* begin *

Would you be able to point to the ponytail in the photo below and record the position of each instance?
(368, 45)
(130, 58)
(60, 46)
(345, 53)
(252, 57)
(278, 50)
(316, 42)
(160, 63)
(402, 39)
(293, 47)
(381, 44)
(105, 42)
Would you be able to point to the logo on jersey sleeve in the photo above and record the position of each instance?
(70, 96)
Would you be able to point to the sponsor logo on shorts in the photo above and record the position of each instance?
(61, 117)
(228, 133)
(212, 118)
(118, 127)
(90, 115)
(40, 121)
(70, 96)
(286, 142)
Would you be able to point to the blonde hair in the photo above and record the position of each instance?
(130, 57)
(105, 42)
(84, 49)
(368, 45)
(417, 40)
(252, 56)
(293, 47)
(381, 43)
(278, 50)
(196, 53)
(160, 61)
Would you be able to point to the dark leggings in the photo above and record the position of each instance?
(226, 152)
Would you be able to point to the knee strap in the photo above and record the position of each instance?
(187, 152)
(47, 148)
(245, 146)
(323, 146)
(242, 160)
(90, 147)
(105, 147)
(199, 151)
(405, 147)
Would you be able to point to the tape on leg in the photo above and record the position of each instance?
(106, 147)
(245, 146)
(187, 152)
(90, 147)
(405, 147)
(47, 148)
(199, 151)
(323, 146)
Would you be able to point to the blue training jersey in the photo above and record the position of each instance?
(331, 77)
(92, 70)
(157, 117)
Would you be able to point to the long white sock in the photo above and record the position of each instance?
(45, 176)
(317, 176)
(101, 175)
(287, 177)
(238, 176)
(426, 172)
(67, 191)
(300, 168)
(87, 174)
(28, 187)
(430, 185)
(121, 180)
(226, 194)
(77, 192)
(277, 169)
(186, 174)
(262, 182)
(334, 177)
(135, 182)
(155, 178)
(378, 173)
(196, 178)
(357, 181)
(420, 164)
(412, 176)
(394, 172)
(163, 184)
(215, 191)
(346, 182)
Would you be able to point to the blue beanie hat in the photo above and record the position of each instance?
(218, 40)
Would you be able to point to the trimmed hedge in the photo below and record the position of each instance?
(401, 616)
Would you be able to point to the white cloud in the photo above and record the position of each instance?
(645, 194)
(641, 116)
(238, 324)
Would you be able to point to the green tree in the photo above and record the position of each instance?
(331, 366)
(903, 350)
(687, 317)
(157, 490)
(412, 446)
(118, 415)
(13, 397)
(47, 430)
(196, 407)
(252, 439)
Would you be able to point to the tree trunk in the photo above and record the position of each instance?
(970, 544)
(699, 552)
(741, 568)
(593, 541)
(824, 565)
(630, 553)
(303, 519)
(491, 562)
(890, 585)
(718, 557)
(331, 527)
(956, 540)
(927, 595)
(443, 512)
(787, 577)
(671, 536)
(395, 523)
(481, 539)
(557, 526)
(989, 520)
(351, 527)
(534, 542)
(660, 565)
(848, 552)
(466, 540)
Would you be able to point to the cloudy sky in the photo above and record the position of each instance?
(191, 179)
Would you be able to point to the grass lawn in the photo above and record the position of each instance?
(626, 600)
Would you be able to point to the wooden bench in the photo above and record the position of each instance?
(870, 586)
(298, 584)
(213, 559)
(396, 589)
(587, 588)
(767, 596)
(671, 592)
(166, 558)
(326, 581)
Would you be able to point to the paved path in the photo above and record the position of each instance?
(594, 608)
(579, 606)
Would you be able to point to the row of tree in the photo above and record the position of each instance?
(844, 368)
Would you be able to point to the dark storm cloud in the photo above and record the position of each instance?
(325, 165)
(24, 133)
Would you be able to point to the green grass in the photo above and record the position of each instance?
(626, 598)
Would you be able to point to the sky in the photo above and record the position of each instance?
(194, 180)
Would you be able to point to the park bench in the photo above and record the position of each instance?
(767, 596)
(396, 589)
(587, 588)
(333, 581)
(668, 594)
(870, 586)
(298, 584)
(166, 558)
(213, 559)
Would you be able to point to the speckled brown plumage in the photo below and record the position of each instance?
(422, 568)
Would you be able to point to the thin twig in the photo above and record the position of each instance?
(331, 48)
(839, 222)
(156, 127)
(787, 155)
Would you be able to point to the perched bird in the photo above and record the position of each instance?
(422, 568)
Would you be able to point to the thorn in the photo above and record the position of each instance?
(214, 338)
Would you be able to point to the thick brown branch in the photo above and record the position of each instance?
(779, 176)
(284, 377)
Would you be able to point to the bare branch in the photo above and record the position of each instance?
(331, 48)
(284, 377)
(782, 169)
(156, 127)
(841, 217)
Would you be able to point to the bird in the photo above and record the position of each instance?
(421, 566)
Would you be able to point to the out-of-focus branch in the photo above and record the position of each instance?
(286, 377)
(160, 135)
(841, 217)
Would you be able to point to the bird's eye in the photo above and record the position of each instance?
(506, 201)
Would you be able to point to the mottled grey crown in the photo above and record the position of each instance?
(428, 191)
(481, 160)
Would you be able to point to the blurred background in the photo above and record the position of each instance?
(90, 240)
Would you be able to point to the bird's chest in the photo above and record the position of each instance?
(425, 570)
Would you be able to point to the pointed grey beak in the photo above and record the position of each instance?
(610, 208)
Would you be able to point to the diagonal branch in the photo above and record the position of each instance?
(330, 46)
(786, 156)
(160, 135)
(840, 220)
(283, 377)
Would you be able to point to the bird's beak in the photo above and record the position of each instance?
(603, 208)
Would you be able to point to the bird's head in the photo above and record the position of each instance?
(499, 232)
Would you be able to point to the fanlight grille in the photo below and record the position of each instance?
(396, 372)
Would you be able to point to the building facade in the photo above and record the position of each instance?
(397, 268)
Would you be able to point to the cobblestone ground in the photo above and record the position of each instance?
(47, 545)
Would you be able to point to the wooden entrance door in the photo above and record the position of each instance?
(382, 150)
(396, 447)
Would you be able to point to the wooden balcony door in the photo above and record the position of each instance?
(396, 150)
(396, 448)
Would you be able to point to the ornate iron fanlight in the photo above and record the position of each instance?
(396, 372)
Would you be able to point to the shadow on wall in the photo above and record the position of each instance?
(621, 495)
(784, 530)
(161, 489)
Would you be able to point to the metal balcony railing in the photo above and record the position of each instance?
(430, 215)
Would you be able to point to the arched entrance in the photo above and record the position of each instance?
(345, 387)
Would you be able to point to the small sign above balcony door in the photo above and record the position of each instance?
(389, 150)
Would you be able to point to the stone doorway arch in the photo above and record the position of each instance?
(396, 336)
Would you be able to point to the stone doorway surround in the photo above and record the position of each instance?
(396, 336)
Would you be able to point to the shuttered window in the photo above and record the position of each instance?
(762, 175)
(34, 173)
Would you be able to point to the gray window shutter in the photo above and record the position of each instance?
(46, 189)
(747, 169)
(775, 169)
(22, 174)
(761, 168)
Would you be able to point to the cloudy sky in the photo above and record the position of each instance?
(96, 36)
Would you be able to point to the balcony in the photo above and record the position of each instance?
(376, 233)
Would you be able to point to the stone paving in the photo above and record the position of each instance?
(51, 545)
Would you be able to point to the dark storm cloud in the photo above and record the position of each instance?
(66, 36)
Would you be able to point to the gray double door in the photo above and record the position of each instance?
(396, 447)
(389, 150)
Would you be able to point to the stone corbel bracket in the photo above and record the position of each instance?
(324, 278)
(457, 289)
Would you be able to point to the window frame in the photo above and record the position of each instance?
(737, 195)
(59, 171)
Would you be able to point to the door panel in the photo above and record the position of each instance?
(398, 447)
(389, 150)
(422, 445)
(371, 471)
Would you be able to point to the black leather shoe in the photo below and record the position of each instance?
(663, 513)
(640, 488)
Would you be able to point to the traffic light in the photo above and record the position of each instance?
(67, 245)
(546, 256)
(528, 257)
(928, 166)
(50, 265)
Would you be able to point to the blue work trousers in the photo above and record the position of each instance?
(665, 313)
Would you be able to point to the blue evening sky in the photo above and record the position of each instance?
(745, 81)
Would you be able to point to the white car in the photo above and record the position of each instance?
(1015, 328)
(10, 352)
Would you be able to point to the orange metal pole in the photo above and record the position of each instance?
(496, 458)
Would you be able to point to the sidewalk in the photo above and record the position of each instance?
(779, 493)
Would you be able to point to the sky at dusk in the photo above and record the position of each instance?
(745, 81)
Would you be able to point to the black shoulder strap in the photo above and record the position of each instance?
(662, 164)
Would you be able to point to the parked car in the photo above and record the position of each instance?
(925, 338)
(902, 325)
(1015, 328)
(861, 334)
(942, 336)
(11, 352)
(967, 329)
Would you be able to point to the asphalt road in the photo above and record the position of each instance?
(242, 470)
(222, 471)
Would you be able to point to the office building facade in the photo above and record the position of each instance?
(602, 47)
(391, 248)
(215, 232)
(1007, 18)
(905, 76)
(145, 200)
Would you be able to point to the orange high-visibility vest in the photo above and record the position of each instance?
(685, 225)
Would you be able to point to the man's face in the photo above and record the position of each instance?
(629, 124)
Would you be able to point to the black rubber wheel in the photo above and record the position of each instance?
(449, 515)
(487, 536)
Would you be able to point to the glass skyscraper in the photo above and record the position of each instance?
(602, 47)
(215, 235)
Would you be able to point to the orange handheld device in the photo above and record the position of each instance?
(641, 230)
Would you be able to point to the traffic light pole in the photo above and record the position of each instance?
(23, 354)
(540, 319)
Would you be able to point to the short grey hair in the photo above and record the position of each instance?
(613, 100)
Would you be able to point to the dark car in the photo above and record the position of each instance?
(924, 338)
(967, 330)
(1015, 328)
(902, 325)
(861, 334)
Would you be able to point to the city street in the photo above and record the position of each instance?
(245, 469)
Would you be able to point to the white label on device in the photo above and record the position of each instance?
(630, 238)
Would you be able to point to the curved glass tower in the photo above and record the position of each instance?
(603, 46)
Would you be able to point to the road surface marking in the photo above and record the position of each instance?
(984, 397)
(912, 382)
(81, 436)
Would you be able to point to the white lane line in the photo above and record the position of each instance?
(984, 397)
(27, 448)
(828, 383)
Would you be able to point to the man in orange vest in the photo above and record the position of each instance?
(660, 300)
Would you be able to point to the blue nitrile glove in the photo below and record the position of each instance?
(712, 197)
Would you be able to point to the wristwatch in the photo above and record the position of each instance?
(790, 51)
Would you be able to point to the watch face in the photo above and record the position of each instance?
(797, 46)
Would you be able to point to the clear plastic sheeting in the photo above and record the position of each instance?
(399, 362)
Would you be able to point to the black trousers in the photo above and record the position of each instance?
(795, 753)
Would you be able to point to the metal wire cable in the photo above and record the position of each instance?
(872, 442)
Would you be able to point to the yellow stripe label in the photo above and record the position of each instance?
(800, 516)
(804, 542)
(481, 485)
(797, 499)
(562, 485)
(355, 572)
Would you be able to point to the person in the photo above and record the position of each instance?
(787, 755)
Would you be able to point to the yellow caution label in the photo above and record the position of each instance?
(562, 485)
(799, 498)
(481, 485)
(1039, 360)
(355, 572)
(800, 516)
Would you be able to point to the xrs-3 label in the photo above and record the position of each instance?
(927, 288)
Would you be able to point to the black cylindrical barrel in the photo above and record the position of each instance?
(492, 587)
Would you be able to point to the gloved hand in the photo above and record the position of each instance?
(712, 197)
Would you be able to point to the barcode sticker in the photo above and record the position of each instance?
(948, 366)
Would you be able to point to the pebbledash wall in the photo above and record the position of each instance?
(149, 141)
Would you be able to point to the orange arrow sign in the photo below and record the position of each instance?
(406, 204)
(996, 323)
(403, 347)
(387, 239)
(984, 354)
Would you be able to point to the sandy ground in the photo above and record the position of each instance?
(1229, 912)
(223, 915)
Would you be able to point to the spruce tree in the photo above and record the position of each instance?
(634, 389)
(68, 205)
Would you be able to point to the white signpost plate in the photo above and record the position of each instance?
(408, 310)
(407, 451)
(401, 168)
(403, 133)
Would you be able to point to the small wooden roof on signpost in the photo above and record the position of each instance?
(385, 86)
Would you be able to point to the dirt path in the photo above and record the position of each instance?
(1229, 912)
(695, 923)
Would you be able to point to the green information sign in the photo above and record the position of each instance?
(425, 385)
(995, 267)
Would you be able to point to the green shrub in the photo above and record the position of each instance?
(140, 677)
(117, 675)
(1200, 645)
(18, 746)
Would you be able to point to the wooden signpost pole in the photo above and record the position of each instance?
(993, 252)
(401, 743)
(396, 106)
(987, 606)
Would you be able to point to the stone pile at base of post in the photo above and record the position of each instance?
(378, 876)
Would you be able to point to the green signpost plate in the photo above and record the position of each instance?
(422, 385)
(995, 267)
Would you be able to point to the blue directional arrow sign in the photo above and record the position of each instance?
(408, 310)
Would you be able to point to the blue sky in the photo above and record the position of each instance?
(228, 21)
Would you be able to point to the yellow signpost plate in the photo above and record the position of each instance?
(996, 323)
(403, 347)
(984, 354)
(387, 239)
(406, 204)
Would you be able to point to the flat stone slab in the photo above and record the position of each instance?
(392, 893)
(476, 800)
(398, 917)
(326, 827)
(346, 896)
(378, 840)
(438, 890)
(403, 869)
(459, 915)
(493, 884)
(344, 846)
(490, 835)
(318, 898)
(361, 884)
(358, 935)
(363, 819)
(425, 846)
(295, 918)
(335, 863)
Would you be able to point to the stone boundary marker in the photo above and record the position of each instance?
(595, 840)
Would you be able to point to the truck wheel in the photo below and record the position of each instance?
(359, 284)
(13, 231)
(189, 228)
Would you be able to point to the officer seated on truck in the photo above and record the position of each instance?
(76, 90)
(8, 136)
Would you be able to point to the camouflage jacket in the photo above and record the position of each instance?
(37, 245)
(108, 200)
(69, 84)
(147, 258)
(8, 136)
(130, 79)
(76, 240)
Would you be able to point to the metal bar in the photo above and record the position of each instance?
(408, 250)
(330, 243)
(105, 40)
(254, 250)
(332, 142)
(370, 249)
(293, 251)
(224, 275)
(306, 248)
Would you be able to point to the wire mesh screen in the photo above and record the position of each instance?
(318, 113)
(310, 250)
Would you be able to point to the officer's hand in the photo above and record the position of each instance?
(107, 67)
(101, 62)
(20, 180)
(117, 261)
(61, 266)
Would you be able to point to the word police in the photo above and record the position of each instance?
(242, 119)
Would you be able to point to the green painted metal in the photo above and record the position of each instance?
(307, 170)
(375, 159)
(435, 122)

* end *

WHAT IS NEEDED
Write the lines out exactly, from the one with "Would you be able to point to the blue directional" down to the last line of the listing, and leave out all others.

TASK OUTPUT
Would you be able to point to the blue directional arrow sign in the photo above and record the position of each instance?
(408, 310)
Would you be able to point to the blue sky in the photo above and record the position of each instance?
(228, 21)
Would you be able to point to the yellow signpost plate in the photo above and record the position of each instance?
(996, 323)
(403, 347)
(984, 354)
(387, 239)
(406, 204)
Would you be able to point to the flat stone slab in the photo above and record the position of each instance?
(392, 893)
(476, 800)
(398, 917)
(326, 827)
(346, 896)
(378, 840)
(438, 890)
(403, 869)
(459, 915)
(493, 884)
(344, 846)
(490, 835)
(318, 898)
(361, 884)
(358, 935)
(363, 819)
(425, 846)
(295, 918)
(335, 863)
Would you be able to point to the stone boundary marker in the photo above and record the position of each instance?
(595, 840)
Would you be able to point to the truck wheel in the photo below and record the position of each instance?
(359, 284)
(13, 231)
(189, 228)
Would you be able to point to the officer seated on truck in the photo above and record the position of each instance?
(76, 90)
(8, 136)
Would you be able to point to the camouflage jacket in the photo above and record the position of each instance?
(37, 245)
(108, 200)
(69, 84)
(147, 258)
(8, 136)
(130, 79)
(76, 240)
Would you be able to point to the metal bar in the photo above and record the position of each instance?
(408, 250)
(330, 243)
(105, 40)
(254, 250)
(332, 142)
(370, 249)
(293, 251)
(224, 275)
(306, 248)
Would you be able to point to the wire mesh screen in the photo above and record the position of each instance?
(318, 113)
(310, 250)
Would you be able to point to the officer's hand in the photo above and record the position of each instance?
(107, 67)
(101, 62)
(20, 180)
(117, 261)
(61, 266)
Would you be able to point to the word police in the photo above and record the position of each instance?
(242, 119)
Would you be able to point to the green painted metal in the photo above and record the position of each instance?
(307, 170)
(375, 159)
(435, 122)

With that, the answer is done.